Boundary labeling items
_ _ _ _ _
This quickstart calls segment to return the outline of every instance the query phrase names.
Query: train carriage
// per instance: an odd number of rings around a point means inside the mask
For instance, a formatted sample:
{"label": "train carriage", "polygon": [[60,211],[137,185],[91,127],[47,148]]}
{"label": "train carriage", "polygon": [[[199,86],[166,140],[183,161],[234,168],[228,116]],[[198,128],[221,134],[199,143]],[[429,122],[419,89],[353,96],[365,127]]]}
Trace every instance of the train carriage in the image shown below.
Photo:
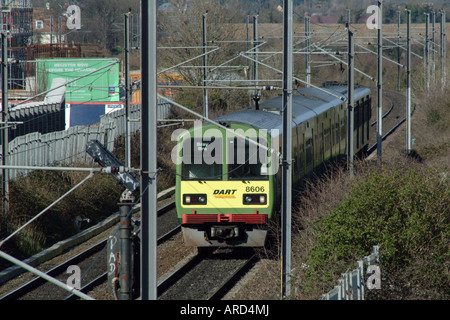
{"label": "train carriage", "polygon": [[[345,96],[347,87],[326,90]],[[355,154],[369,139],[370,90],[357,87]],[[176,208],[187,245],[264,246],[280,210],[282,97],[202,124],[178,137]],[[346,156],[347,103],[316,88],[298,90],[292,106],[293,182]],[[235,134],[236,133],[236,134]],[[243,138],[245,137],[245,139]]]}

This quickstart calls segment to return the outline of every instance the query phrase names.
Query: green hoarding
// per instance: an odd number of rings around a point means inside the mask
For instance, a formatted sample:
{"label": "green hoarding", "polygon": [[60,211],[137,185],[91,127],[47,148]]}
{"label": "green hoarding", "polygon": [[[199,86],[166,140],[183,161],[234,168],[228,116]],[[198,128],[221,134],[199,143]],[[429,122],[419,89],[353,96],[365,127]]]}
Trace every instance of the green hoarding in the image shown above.
{"label": "green hoarding", "polygon": [[119,101],[118,59],[39,59],[36,79],[41,90],[49,90],[91,72],[66,85],[66,102]]}

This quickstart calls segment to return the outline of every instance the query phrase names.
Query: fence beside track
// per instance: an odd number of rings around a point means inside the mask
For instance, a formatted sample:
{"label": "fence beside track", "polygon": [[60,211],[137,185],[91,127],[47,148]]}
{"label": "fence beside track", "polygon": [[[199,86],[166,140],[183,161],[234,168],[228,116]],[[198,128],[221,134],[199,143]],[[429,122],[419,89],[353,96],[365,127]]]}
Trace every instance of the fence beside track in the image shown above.
{"label": "fence beside track", "polygon": [[[170,104],[158,102],[158,118],[166,119],[170,108]],[[141,106],[132,105],[130,110],[132,120],[130,133],[136,133],[141,129]],[[113,151],[115,140],[123,135],[125,135],[125,110],[121,109],[101,116],[100,123],[97,124],[18,136],[9,142],[7,163],[12,166],[91,164],[92,158],[86,153],[88,141],[98,140],[109,151]],[[9,170],[9,172],[10,179],[15,179],[28,174],[29,170]]]}
{"label": "fence beside track", "polygon": [[367,268],[379,261],[379,247],[374,246],[372,254],[359,260],[357,268],[342,274],[338,285],[322,295],[322,300],[364,300]]}

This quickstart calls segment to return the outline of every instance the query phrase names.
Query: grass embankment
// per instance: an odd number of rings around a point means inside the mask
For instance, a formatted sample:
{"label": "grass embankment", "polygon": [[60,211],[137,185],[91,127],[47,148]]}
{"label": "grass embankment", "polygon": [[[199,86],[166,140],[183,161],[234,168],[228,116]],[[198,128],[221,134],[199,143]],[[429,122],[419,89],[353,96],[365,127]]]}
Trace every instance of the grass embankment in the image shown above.
{"label": "grass embankment", "polygon": [[[321,299],[375,245],[381,289],[367,299],[450,298],[450,93],[439,83],[413,91],[411,156],[402,126],[383,144],[381,166],[357,163],[353,179],[335,170],[299,196],[291,298]],[[263,256],[257,283],[236,298],[280,298],[280,252]]]}
{"label": "grass embankment", "polygon": [[[47,208],[80,183],[88,174],[80,172],[35,171],[10,181],[10,211],[0,217],[0,238]],[[80,231],[76,217],[89,219],[93,225],[118,211],[124,190],[109,175],[93,177],[51,207],[1,248],[18,258],[26,258]],[[4,261],[0,261],[0,264]]]}

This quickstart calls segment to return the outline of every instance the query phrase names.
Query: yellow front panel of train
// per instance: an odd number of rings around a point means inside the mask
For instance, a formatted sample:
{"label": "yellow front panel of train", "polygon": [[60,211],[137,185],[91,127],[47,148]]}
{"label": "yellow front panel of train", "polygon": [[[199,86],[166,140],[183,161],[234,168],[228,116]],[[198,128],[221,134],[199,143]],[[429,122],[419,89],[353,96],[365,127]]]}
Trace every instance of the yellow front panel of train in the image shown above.
{"label": "yellow front panel of train", "polygon": [[[186,194],[206,194],[207,203],[201,208],[267,208],[269,206],[269,181],[181,181],[181,197]],[[244,204],[245,195],[265,195],[262,204]],[[185,204],[183,208],[194,208],[198,204]]]}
_ _ _ _ _
◆ Exercise ◆
All the records above need to be given again word for word. Skip the pictures.

◆ Exercise output ◆
This quickstart calls segment to return the outline of every instance the query phrase names.
Query: train carriage
// per instance: an odd number of rings around a point means inside the mask
For instance, a formatted sample:
{"label": "train carriage", "polygon": [[60,211],[137,185],[91,127],[47,148]]}
{"label": "train carriage", "polygon": [[[199,86],[166,140],[183,161],[234,168],[228,116]],[[198,128],[221,134],[199,143]],[[429,122],[419,89],[353,96],[365,127]]]}
Trace every instance of the train carriage in the image shown below.
Photo:
{"label": "train carriage", "polygon": [[[345,96],[347,87],[326,90]],[[355,154],[369,139],[370,90],[357,87]],[[176,208],[187,245],[264,246],[280,210],[282,97],[202,124],[178,137]],[[346,156],[347,103],[316,88],[298,90],[292,106],[293,182]],[[235,134],[236,133],[236,134]],[[243,138],[245,137],[245,139]]]}

This quickstart calls segment to return the outline of every instance the query phrase names.
Query: green hoarding
// per instance: an odd number of rings around a point means inside the mask
For instance, a formatted sample:
{"label": "green hoarding", "polygon": [[60,211],[137,185],[91,127],[47,148]]}
{"label": "green hoarding", "polygon": [[[199,86],[166,140],[183,161],[234,168],[228,116]],[[198,128],[221,134],[199,143]],[[429,122],[419,89],[353,96],[365,127]]]}
Trace every instance of the green hoarding in the image shown above.
{"label": "green hoarding", "polygon": [[119,101],[118,59],[39,59],[36,79],[41,90],[49,90],[91,72],[66,85],[66,102]]}

This quickstart calls segment to return the outline of every instance the query phrase names.
Query: fence beside track
// per instance: an odd number of rings around a point means inside the mask
For instance, a formatted sample:
{"label": "fence beside track", "polygon": [[60,211],[137,185],[91,127],[47,148]]}
{"label": "fence beside track", "polygon": [[[199,86],[166,140],[183,161],[234,168],[228,116]],[[198,128],[221,134],[199,143]],[[429,122],[419,89],[353,96],[365,127]]]}
Trace every instance of the fence beside track in the image shown above.
{"label": "fence beside track", "polygon": [[[170,104],[158,102],[158,118],[166,119],[170,108]],[[141,106],[132,105],[130,110],[132,120],[130,133],[136,133],[141,129]],[[113,151],[115,140],[123,135],[125,135],[125,110],[121,109],[101,116],[100,123],[97,124],[18,136],[9,142],[7,163],[12,166],[91,164],[92,158],[86,153],[88,141],[98,140],[109,151]],[[9,170],[9,172],[10,179],[15,179],[28,174],[29,170]]]}
{"label": "fence beside track", "polygon": [[367,268],[379,261],[379,247],[374,246],[372,254],[359,260],[357,268],[342,274],[338,285],[322,295],[322,300],[364,300]]}

This quickstart calls segment to return the outline of every instance the query phrase names.
Query: grass embankment
// per instance: an odd number of rings around a point means inside the mask
For instance, a formatted sample:
{"label": "grass embankment", "polygon": [[60,211],[137,185],[91,127],[47,148]]}
{"label": "grass embankment", "polygon": [[[199,86],[166,140],[183,161],[234,168],[228,116]],[[198,128],[221,134],[199,143]],[[429,122],[419,89],[353,96],[365,127]]]}
Trace every instance of the grass embankment in the image shown above.
{"label": "grass embankment", "polygon": [[[321,299],[375,245],[381,289],[367,299],[450,298],[450,93],[439,83],[413,91],[411,156],[402,126],[383,144],[381,166],[357,163],[353,179],[335,170],[299,196],[291,298]],[[263,256],[257,283],[236,298],[280,298],[280,252]]]}
{"label": "grass embankment", "polygon": [[[47,208],[80,183],[88,174],[80,172],[35,171],[10,181],[10,211],[0,217],[0,238]],[[80,231],[76,217],[89,219],[93,225],[118,211],[124,190],[109,175],[93,177],[51,207],[1,248],[18,258],[26,258]],[[4,261],[0,261],[0,264]]]}

This quickstart calls segment to return the outline of every instance the query phrase names.
Query: yellow front panel of train
// per instance: an odd number of rings around a point means inside the mask
For instance, a formatted sample:
{"label": "yellow front panel of train", "polygon": [[60,211],[137,185],[91,127],[47,148]]}
{"label": "yellow front panel of train", "polygon": [[[199,86],[166,140],[183,161],[234,168],[228,116]],[[198,128],[221,134],[199,143]],[[429,122],[419,89],[353,96],[365,127]]]}
Trace every instance of the yellow front panel of train in the image shown above.
{"label": "yellow front panel of train", "polygon": [[[186,194],[206,194],[207,203],[201,208],[267,208],[269,206],[269,181],[181,181],[181,197]],[[244,204],[245,195],[265,195],[262,204]],[[185,204],[183,208],[194,208],[198,204]]]}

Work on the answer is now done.